* start *

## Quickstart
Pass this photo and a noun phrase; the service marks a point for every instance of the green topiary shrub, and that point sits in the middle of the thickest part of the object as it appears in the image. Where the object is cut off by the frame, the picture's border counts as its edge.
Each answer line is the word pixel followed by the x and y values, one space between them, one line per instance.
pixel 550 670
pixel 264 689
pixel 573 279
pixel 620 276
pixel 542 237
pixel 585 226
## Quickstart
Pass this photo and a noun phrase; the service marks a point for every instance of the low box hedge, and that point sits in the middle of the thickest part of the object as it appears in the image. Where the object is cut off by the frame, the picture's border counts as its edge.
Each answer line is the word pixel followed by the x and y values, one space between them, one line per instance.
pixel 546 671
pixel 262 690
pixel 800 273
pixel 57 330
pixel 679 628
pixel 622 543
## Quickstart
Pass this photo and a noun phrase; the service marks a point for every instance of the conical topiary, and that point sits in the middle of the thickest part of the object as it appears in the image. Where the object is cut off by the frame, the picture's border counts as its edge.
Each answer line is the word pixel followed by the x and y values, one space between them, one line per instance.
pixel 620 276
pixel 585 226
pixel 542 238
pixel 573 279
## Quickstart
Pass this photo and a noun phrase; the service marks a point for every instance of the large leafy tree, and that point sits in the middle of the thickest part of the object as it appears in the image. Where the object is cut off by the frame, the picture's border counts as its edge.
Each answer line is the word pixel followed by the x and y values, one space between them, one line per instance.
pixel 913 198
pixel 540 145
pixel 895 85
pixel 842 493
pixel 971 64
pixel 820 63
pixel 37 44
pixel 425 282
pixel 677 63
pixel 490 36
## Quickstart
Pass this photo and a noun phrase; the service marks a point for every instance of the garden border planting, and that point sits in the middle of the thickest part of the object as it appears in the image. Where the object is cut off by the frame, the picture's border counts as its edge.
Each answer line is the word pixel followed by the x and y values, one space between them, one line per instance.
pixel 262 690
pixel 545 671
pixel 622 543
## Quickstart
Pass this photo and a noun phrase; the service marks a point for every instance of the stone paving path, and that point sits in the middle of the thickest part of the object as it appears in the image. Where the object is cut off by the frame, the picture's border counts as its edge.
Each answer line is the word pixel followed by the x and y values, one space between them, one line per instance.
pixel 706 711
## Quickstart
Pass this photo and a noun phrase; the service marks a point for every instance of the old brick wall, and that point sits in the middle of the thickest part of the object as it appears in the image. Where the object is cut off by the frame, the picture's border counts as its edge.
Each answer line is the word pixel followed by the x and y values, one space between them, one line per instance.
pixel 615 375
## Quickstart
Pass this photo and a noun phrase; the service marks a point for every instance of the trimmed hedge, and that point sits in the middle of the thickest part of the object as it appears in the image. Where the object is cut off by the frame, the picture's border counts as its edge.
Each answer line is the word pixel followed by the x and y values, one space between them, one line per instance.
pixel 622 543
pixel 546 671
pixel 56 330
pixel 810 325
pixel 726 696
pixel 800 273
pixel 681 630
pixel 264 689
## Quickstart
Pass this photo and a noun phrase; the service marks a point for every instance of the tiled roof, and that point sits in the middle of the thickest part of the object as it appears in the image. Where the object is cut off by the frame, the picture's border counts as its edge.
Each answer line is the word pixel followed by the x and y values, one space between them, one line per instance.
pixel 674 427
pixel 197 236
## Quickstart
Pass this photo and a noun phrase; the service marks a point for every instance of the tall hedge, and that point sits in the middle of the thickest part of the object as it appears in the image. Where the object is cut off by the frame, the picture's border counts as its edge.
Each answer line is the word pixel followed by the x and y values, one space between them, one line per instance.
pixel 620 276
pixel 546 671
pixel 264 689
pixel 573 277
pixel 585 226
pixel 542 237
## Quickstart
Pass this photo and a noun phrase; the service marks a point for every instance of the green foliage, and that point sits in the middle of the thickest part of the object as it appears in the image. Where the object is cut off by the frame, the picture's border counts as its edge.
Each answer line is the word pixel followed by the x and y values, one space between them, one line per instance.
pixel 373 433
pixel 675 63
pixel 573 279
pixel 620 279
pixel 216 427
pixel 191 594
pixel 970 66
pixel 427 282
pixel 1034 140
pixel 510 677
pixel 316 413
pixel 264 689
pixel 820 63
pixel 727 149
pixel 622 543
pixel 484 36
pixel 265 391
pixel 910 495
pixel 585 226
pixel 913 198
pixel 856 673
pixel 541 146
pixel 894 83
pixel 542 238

* end *

• What you will do
Copy every line of the data above word for word, in the same order.

• Written answer
## Quickstart
Pass this photo and a noun phrase; the service marks a point for every instance of the green topiary shrub, and that point sits in the middle of the thickest part of the object as it appears in the image. Where the object is cut off by the frame, the picture's border counts as its edge.
Each answer line is the word pixel followed by the x and y values, one space between them, one line per instance.
pixel 550 670
pixel 264 689
pixel 573 279
pixel 620 276
pixel 542 237
pixel 585 226
## Quickstart
Pass this photo and a noun phrase; the service marks a point for every instance of the low box hedge, and that point sits in the middle of the thickest part of the object as it appears in the image. Where the object is cut off by the frame, the picture's border counts as its edge.
Each answer line is the word pixel followed by the x and y values, one space between them, one line per instance.
pixel 546 671
pixel 262 690
pixel 800 273
pixel 57 330
pixel 679 628
pixel 622 543
## Quickstart
Pass this photo and a noun phrase; the service marks a point for every instance of the conical topiary, and that point sits in the middle of the thickest part of the object as it appears in the image. Where the object is cut off by the frame, the picture's border counts as its edge.
Each answer line is the word pixel followed by the x and y values, one space between them, one line per instance.
pixel 620 276
pixel 585 226
pixel 542 238
pixel 573 279
## Quickstart
Pass this photo and a noun phrase; the service marks a point for every instance of the large leafy tree, and that point sits in the middle of the thickest part of the object as it appears in the image. Where the object is cut off by the frame, the picture's border counts as its edge.
Each answer line is the word pixel followed by the x and y values, one space between them, one line per instance.
pixel 913 198
pixel 540 145
pixel 895 85
pixel 842 493
pixel 971 64
pixel 820 63
pixel 37 44
pixel 425 282
pixel 677 63
pixel 490 36
## Quickstart
Pass this photo and a noun phrase; the service marks a point for every instance of the garden border planting, and that point sits in the middle of the thickest part of the object as it appears in the image. Where the object is cut off by the frame, the picture's border counts as its edge.
Each answer line is the word pixel followed by the x and y values, one space between them, one line per instance.
pixel 262 690
pixel 545 671
pixel 622 543
## Quickstart
Pass this photo and a noun phrase; the service marks a point for every instance of the stone paving path, and that point sits in the middle of the thickest part of the object as it appears in the image. Where the object is cut off by the frame, the picture's border counts as its edge.
Each answer line is the word pixel followed by the x and y values, one space between them, one line per instance.
pixel 706 711
## Quickstart
Pass this photo and a noun phrase; the service marks a point for every instance of the old brick wall, and that point sits in the middle of the thickest part of the object as it appears in the image. Where the object is cut off by the frame, the picture's border counts as its edge.
Each answer line is the word pixel followed by the x and y values, one space between them, one line per instance.
pixel 615 375
## Quickstart
Pass this photo and a noun phrase; the service marks a point for every instance of the trimmed hedge, and that point sits in the middle of the thickest part of the object as it appears in the image. Where the object is cut off by the frame, the picture's border counts as its edge.
Each answer line is the word pixel followed by the x and y values, one space between them, one line per instance.
pixel 622 543
pixel 546 671
pixel 56 330
pixel 810 325
pixel 726 696
pixel 800 273
pixel 681 630
pixel 264 689
## Quickstart
Pass this photo and a noun phrase; the service marks a point for every instance of the tiled roof, and that point sits in the middle of the thickest part of the object as it appears in the image. Where the object is cut off by the frame, the picture's border counts as its edge.
Each answer line is the word pixel followed by the x and y values, one space between them, one line per instance.
pixel 674 427
pixel 197 236
## Quickstart
Pass this photo and a noun phrase; the service marks a point for every instance of the tall hedge, and that point sits in the middle of the thickest part of the object as it appears in the image. Where the object is cut off by the frame, the picture's border counts as its edge.
Each answer line is the word pixel followed by the x and y values, one space between them, one line per instance.
pixel 620 276
pixel 546 671
pixel 264 689
pixel 573 277
pixel 585 226
pixel 542 237
## Quickstart
Pass this photo and a noun phrase; the service marks a point for every instance of the green foliage, and that point sits in the middle of the thickest part of the object as it appears in the image. Where the object is cut off by the frame, the picture's border counts as its edge.
Each answer line is the word pixel followed by the x and y values, one space between them, one line per instance.
pixel 373 433
pixel 675 63
pixel 573 279
pixel 620 279
pixel 216 427
pixel 191 594
pixel 970 66
pixel 427 282
pixel 1034 140
pixel 510 677
pixel 316 413
pixel 264 689
pixel 820 63
pixel 727 149
pixel 622 543
pixel 484 36
pixel 265 391
pixel 910 495
pixel 585 226
pixel 913 198
pixel 856 673
pixel 541 146
pixel 894 83
pixel 542 238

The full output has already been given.